#### What is asked
How many lines in the entries below contain the word "pagoda"? Reply with the number alone.

-- start of Material supplied --

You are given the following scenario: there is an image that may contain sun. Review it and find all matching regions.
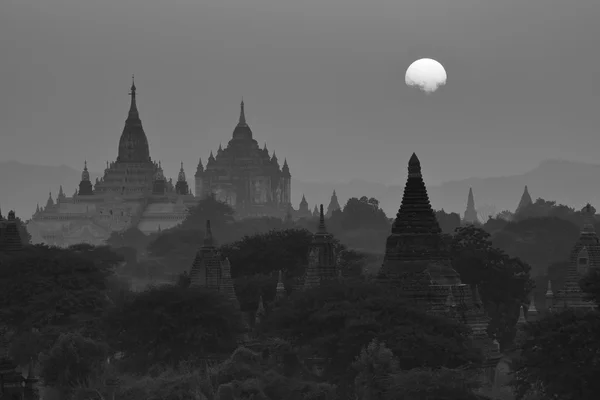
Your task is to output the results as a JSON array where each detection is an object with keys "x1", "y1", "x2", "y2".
[{"x1": 404, "y1": 58, "x2": 448, "y2": 94}]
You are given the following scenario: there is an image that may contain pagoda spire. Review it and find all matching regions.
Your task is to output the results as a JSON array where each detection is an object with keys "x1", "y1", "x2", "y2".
[
  {"x1": 463, "y1": 188, "x2": 478, "y2": 224},
  {"x1": 125, "y1": 75, "x2": 142, "y2": 124},
  {"x1": 203, "y1": 219, "x2": 215, "y2": 247},
  {"x1": 275, "y1": 270, "x2": 285, "y2": 299},
  {"x1": 238, "y1": 97, "x2": 247, "y2": 126},
  {"x1": 317, "y1": 204, "x2": 327, "y2": 233},
  {"x1": 515, "y1": 185, "x2": 533, "y2": 213},
  {"x1": 392, "y1": 153, "x2": 441, "y2": 234}
]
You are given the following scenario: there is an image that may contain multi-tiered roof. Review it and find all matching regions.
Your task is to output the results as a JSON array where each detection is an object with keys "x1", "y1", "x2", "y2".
[
  {"x1": 304, "y1": 204, "x2": 337, "y2": 288},
  {"x1": 380, "y1": 153, "x2": 500, "y2": 378},
  {"x1": 546, "y1": 203, "x2": 600, "y2": 311}
]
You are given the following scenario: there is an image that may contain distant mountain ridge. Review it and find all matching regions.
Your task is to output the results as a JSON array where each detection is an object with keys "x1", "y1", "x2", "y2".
[{"x1": 0, "y1": 160, "x2": 600, "y2": 219}]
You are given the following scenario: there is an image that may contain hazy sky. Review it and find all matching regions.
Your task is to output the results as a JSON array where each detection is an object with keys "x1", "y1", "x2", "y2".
[{"x1": 0, "y1": 0, "x2": 600, "y2": 188}]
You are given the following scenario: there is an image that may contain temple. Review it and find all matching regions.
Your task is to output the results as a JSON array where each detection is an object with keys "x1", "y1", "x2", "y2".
[
  {"x1": 546, "y1": 204, "x2": 600, "y2": 312},
  {"x1": 0, "y1": 210, "x2": 23, "y2": 253},
  {"x1": 304, "y1": 204, "x2": 338, "y2": 289},
  {"x1": 27, "y1": 77, "x2": 198, "y2": 246},
  {"x1": 190, "y1": 221, "x2": 239, "y2": 308},
  {"x1": 195, "y1": 101, "x2": 291, "y2": 218},
  {"x1": 515, "y1": 186, "x2": 533, "y2": 214},
  {"x1": 379, "y1": 153, "x2": 501, "y2": 383},
  {"x1": 463, "y1": 188, "x2": 479, "y2": 224},
  {"x1": 326, "y1": 190, "x2": 342, "y2": 218}
]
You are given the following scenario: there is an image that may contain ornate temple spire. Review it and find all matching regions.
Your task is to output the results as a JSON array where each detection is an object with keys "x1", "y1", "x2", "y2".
[
  {"x1": 81, "y1": 160, "x2": 90, "y2": 182},
  {"x1": 281, "y1": 158, "x2": 291, "y2": 178},
  {"x1": 0, "y1": 210, "x2": 23, "y2": 252},
  {"x1": 581, "y1": 203, "x2": 596, "y2": 233},
  {"x1": 202, "y1": 219, "x2": 215, "y2": 247},
  {"x1": 117, "y1": 76, "x2": 150, "y2": 163},
  {"x1": 238, "y1": 97, "x2": 248, "y2": 127},
  {"x1": 46, "y1": 192, "x2": 54, "y2": 209},
  {"x1": 275, "y1": 270, "x2": 285, "y2": 299},
  {"x1": 317, "y1": 204, "x2": 327, "y2": 234},
  {"x1": 254, "y1": 294, "x2": 267, "y2": 325},
  {"x1": 219, "y1": 258, "x2": 240, "y2": 309},
  {"x1": 177, "y1": 161, "x2": 186, "y2": 182},
  {"x1": 127, "y1": 75, "x2": 142, "y2": 119},
  {"x1": 380, "y1": 153, "x2": 461, "y2": 286},
  {"x1": 392, "y1": 153, "x2": 441, "y2": 235},
  {"x1": 463, "y1": 188, "x2": 479, "y2": 224},
  {"x1": 327, "y1": 189, "x2": 341, "y2": 217},
  {"x1": 527, "y1": 292, "x2": 539, "y2": 321},
  {"x1": 194, "y1": 158, "x2": 204, "y2": 176},
  {"x1": 517, "y1": 304, "x2": 527, "y2": 325},
  {"x1": 515, "y1": 185, "x2": 533, "y2": 213}
]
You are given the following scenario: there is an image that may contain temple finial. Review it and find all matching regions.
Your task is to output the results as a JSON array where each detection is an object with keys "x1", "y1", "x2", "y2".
[
  {"x1": 238, "y1": 97, "x2": 246, "y2": 125},
  {"x1": 127, "y1": 75, "x2": 140, "y2": 121},
  {"x1": 318, "y1": 204, "x2": 327, "y2": 233},
  {"x1": 204, "y1": 219, "x2": 214, "y2": 246}
]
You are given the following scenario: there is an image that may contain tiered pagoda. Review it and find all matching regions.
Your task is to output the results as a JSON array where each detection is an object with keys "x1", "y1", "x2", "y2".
[
  {"x1": 190, "y1": 221, "x2": 239, "y2": 308},
  {"x1": 304, "y1": 204, "x2": 338, "y2": 288},
  {"x1": 195, "y1": 101, "x2": 291, "y2": 218},
  {"x1": 0, "y1": 210, "x2": 23, "y2": 253},
  {"x1": 380, "y1": 153, "x2": 500, "y2": 381},
  {"x1": 27, "y1": 77, "x2": 198, "y2": 246},
  {"x1": 295, "y1": 195, "x2": 317, "y2": 219},
  {"x1": 326, "y1": 190, "x2": 342, "y2": 218},
  {"x1": 463, "y1": 188, "x2": 479, "y2": 224},
  {"x1": 515, "y1": 186, "x2": 533, "y2": 214},
  {"x1": 546, "y1": 203, "x2": 600, "y2": 311}
]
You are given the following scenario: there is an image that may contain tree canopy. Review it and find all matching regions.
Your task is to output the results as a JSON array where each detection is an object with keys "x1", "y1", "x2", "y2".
[{"x1": 104, "y1": 285, "x2": 245, "y2": 367}]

-- end of Material supplied --

#### Answer for this exercise
2